Text excerpt Block Start

British pensioners living in the EU have seen their income fall by 11% in ten years, according to expat pension managers Equiniti Group.
The latest hit is due to the uncertainty over the EU referendum in June. Since the government announced the date, the euro exchange rate has dropped by 2%.
Concern over the future outside the UK should the country vote to leave the EU coupled with the fall in pension values has prompted 72,000 Brits in Spain and 7,000 in Italy to return to Blighty in the last two years, according to official figures cited by The Times.
Analysts said expats were deciding to repatriate because of fears over their future tax status and the protection of other rights in the UK.
Other factors pushing expats include rising food and energy prices and the high cost of private healthcare, especially if the free medical care entitlement is withdrawn after a vote to leave.
These are among the factors which analysts believe could trigger a large exodus from the continent if voters opt to leave the bloc.
British pensions are raised annually in line with inflation only for those living in the EU and a few other countries. This, too, could change after an exit vote.
Expats outside the EU have not fared equally. Expats in South Africa and Jamaica are the only ones who can count more income in the last decade. For those in South Africa, the difference is a whopping 93% more than in 2005.
That was due to substantial weakening of these country’s currencies.
Others, however, have taken a sharper hit. Expat pensioners in Switzerland have suffered a 37% fall while those in the US have had to cope with 24% less than in 2005.
Equiniti director Andy Brown advised anyone planning to retire abroad to “look at the numerous ways to receive international payments, as the ‘headline’ exchange rate is not necessarily an indication of the total cost of the transaction”.
There are an estimated 1.2 million Brits living in the EU but 2.9 million Europeans in Britain, according to UN data.

Text excerpt Block End
Supplied records Block Start

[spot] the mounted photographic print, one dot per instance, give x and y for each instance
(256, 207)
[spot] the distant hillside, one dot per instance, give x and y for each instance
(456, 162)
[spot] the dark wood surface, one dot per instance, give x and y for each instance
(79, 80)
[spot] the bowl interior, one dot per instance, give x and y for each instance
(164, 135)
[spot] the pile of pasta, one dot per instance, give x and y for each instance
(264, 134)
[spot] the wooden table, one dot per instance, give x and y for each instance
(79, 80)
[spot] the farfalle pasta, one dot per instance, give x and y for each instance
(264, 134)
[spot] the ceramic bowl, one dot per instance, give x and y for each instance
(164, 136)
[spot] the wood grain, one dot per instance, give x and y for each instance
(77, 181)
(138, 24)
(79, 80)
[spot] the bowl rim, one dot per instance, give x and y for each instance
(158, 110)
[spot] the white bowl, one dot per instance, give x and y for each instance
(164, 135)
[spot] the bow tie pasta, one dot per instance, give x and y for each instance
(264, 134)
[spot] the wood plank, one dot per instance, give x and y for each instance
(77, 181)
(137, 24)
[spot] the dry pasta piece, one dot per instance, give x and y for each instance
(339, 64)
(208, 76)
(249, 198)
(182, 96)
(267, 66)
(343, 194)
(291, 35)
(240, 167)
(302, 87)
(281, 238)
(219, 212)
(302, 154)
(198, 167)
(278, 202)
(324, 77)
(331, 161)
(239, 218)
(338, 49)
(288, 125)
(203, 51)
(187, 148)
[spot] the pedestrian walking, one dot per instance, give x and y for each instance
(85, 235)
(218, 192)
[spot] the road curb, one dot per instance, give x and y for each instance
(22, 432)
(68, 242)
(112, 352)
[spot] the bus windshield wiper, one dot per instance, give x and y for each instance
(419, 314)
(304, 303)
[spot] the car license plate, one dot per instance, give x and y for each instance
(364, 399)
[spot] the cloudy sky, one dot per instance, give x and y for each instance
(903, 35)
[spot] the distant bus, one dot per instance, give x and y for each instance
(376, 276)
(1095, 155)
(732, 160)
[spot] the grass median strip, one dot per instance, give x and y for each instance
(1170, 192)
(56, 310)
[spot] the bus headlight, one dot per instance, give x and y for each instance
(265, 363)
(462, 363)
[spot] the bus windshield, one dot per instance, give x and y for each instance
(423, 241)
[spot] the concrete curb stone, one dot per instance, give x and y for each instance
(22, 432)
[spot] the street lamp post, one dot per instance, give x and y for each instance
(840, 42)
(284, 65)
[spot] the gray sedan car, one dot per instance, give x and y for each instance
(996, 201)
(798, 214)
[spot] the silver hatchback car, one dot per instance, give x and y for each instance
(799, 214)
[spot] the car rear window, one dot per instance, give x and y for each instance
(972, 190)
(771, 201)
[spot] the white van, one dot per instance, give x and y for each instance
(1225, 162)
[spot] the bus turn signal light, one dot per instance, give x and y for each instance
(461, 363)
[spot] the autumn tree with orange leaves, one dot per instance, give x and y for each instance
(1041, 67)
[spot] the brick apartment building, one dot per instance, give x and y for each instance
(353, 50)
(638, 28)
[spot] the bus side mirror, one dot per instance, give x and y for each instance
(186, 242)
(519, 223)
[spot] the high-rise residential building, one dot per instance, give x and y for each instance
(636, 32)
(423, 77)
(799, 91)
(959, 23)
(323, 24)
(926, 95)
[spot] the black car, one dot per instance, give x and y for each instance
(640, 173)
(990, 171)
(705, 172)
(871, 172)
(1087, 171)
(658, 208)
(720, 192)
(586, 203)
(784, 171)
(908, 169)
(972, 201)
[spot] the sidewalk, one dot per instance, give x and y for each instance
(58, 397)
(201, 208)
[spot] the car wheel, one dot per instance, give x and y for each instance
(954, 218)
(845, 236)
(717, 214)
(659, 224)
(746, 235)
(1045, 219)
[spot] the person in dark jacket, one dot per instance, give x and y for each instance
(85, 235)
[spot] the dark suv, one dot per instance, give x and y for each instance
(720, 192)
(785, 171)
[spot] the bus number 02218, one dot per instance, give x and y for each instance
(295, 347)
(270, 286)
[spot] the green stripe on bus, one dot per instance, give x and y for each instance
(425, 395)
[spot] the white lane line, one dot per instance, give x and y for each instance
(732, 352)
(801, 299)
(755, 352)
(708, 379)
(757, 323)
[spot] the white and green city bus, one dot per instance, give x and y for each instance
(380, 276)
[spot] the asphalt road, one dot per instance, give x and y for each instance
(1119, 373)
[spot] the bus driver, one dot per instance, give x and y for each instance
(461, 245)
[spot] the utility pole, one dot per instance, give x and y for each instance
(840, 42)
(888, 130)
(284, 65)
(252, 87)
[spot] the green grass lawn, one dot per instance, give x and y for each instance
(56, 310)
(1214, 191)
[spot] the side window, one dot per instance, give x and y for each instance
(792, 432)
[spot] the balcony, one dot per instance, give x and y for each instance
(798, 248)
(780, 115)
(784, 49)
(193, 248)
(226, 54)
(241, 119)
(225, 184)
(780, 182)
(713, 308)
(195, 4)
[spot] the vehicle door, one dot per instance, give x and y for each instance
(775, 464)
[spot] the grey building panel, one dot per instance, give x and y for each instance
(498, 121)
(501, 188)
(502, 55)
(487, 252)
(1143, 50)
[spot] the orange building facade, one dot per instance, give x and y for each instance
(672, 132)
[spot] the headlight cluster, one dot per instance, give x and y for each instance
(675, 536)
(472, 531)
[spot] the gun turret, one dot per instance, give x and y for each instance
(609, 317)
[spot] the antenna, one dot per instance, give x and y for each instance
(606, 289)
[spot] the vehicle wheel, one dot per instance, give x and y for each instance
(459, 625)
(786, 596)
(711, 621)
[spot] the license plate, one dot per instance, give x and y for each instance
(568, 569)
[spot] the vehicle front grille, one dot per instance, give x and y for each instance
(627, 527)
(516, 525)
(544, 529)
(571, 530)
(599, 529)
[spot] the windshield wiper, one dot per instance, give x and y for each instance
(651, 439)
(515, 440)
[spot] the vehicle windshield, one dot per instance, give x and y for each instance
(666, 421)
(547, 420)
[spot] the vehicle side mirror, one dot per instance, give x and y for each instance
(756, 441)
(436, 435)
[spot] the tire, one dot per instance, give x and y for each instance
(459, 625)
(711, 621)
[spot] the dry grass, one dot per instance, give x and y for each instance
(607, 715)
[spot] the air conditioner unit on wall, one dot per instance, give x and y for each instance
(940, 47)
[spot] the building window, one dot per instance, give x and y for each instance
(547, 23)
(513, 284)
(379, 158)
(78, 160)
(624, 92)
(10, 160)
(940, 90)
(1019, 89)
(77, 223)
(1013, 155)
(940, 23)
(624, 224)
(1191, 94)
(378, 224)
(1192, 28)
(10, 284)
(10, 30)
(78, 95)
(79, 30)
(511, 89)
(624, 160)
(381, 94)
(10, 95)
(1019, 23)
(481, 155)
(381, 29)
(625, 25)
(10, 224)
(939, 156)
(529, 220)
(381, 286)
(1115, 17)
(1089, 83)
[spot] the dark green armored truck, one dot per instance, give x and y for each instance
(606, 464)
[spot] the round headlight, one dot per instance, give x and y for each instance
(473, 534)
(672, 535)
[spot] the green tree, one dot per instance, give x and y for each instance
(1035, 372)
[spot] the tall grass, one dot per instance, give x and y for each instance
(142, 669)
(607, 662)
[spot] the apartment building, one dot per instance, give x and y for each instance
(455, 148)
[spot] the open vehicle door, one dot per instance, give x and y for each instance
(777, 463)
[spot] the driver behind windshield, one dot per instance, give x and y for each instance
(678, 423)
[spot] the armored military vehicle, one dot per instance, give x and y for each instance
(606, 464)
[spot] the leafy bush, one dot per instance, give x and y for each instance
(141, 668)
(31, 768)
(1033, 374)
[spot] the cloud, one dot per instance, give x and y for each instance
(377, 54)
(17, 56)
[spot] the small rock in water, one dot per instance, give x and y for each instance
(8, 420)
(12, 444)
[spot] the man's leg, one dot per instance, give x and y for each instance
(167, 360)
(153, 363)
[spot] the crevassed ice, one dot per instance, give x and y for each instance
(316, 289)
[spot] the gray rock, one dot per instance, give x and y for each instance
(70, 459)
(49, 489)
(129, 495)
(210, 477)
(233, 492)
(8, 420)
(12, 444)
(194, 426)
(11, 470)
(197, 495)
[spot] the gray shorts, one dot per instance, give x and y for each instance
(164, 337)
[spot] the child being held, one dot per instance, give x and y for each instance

Supplied records Block End

What needs to be done: According to the article on British expat pensions, what caused "the latest hit" to pensioners living in the EU? Answer in one to three sentences. The data has no connection to the article on British expat pensions.

Exercise solution: The latest hit came from uncertainty over the EU referendum in June. Since the government announced the date, the euro exchange rate has dropped by 2%.